_Exercise goal_: Return a copy of every line in the data below that contains "chicken".

(Beginning of Records for the exercise)

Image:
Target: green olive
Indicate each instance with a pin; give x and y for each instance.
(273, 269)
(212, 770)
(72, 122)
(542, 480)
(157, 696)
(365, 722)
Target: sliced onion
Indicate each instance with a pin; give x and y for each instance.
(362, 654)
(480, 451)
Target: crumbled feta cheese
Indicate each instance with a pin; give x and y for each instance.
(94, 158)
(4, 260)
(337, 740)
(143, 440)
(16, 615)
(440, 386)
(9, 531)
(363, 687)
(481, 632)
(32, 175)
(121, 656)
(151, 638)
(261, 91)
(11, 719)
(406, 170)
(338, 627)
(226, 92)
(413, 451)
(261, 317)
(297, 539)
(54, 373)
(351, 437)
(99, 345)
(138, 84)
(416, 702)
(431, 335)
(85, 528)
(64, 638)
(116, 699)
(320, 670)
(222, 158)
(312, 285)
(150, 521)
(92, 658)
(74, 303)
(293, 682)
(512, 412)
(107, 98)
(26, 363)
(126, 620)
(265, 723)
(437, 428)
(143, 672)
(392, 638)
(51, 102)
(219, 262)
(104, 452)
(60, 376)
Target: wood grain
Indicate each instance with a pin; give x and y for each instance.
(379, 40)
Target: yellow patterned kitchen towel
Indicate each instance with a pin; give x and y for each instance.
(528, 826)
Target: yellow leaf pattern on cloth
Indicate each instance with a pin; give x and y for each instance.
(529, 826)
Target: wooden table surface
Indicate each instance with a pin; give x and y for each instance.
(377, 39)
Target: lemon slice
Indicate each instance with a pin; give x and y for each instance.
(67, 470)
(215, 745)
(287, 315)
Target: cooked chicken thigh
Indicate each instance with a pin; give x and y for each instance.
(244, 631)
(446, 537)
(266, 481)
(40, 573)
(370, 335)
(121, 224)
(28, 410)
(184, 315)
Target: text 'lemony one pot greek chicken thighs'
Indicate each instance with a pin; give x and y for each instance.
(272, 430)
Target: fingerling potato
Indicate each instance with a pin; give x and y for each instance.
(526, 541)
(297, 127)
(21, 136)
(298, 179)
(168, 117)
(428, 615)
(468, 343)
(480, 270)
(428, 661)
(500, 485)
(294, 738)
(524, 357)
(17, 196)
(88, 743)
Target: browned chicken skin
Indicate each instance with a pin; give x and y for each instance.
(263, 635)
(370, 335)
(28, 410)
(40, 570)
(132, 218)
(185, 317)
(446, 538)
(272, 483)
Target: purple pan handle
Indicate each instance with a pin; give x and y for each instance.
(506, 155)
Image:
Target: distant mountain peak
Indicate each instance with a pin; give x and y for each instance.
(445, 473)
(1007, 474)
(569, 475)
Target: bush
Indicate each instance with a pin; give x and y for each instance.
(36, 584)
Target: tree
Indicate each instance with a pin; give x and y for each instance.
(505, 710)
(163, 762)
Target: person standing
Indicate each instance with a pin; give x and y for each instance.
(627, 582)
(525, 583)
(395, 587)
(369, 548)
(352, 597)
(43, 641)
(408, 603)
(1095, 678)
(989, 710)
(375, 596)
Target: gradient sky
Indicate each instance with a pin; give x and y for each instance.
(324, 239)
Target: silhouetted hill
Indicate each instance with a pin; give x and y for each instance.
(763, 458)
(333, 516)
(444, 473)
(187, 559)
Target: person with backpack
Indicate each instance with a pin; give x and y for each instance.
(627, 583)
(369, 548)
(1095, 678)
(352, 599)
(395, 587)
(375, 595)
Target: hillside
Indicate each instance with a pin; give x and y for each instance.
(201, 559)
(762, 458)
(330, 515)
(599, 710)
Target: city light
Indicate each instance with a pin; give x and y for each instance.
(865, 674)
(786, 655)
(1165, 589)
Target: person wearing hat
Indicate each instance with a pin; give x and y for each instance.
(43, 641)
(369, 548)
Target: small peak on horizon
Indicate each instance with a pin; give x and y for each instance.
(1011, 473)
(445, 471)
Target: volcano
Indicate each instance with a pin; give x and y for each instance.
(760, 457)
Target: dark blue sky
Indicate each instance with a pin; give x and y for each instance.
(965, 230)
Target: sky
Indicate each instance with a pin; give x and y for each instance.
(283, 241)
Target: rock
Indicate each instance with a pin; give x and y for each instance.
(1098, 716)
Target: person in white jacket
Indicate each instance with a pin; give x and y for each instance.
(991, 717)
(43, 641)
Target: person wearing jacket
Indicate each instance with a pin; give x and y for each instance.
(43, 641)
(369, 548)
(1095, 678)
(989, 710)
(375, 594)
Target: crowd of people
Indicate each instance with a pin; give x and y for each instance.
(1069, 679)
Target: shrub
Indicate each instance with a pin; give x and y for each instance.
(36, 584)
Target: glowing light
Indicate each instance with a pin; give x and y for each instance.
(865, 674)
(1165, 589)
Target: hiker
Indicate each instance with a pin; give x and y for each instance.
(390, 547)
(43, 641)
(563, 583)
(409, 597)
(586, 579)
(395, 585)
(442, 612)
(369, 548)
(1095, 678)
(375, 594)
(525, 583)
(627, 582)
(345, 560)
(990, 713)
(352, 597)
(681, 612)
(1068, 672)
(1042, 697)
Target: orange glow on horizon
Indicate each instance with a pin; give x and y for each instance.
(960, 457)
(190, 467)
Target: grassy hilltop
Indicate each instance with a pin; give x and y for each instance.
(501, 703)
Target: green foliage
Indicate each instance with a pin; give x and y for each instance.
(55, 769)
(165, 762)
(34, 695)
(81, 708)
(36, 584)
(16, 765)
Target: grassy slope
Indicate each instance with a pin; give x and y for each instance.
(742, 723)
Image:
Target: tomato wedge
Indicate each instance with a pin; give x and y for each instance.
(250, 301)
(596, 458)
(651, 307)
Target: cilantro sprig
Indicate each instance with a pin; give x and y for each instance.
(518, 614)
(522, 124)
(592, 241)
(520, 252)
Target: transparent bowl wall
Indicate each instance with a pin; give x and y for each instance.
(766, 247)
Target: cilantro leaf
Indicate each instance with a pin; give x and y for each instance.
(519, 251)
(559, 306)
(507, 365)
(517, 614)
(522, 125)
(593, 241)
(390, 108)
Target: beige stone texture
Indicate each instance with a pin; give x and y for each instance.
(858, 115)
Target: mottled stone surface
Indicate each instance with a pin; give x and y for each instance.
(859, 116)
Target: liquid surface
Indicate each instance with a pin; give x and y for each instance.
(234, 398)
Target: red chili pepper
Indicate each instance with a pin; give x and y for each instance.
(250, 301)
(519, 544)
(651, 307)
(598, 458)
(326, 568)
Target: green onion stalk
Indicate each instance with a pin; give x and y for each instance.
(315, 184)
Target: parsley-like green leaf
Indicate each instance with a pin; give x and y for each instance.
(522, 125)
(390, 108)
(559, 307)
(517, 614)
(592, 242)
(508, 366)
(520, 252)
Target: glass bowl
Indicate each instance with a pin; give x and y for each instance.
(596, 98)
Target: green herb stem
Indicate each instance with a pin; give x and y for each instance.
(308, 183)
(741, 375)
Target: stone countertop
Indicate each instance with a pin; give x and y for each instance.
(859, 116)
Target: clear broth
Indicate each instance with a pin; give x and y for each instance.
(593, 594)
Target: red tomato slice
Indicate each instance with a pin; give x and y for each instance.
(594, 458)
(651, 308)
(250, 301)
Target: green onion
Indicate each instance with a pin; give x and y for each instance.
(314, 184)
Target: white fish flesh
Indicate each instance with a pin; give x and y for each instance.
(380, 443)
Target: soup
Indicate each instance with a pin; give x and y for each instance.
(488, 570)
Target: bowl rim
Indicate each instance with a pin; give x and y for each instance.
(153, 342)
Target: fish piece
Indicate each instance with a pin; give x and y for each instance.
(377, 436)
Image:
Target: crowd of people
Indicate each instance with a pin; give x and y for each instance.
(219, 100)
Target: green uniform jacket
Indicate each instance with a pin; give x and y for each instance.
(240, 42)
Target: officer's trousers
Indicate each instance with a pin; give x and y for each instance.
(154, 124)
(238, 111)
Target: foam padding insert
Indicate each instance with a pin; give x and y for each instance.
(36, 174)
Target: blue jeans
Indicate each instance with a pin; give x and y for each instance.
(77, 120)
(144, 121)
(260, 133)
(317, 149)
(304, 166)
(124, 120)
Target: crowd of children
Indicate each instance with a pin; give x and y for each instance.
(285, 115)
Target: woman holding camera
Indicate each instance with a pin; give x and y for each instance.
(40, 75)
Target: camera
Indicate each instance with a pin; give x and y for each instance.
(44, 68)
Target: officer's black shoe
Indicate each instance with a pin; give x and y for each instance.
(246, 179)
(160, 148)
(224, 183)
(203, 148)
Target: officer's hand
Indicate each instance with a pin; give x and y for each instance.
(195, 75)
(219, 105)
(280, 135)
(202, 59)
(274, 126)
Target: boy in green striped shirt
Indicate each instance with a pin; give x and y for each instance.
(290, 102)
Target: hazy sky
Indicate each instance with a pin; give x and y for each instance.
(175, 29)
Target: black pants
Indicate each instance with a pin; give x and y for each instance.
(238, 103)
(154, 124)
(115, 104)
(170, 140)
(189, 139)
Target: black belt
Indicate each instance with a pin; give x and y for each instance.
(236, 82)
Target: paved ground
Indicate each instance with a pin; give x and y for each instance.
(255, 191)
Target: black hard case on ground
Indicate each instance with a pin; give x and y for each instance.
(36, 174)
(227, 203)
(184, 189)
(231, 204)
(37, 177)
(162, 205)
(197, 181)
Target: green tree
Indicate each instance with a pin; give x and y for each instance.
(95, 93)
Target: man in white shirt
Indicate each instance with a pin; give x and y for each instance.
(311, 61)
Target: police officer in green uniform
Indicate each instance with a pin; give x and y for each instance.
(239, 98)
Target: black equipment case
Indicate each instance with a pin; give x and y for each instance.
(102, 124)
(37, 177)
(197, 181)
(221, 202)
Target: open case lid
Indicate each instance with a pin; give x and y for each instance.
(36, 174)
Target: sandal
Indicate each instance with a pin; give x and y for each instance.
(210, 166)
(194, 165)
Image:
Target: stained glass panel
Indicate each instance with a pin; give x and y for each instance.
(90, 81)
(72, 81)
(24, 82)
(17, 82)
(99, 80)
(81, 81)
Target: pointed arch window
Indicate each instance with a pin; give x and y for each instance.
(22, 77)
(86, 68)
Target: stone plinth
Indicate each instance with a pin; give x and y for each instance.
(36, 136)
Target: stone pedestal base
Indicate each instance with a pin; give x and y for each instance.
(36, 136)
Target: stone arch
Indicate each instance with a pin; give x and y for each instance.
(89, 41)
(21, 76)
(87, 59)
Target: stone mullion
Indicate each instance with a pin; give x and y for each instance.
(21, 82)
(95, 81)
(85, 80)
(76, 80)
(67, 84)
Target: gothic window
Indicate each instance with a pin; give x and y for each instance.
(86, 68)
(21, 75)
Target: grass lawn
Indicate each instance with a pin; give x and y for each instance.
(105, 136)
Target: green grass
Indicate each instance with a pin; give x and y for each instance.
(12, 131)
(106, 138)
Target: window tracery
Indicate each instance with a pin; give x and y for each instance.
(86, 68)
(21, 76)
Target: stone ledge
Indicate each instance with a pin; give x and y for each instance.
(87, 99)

(End of Records for the exercise)

_Result_:
Target: cooked chicken thigh
Target: text 'lemony one pot greek chicken thighs'
Target: browned chicken skin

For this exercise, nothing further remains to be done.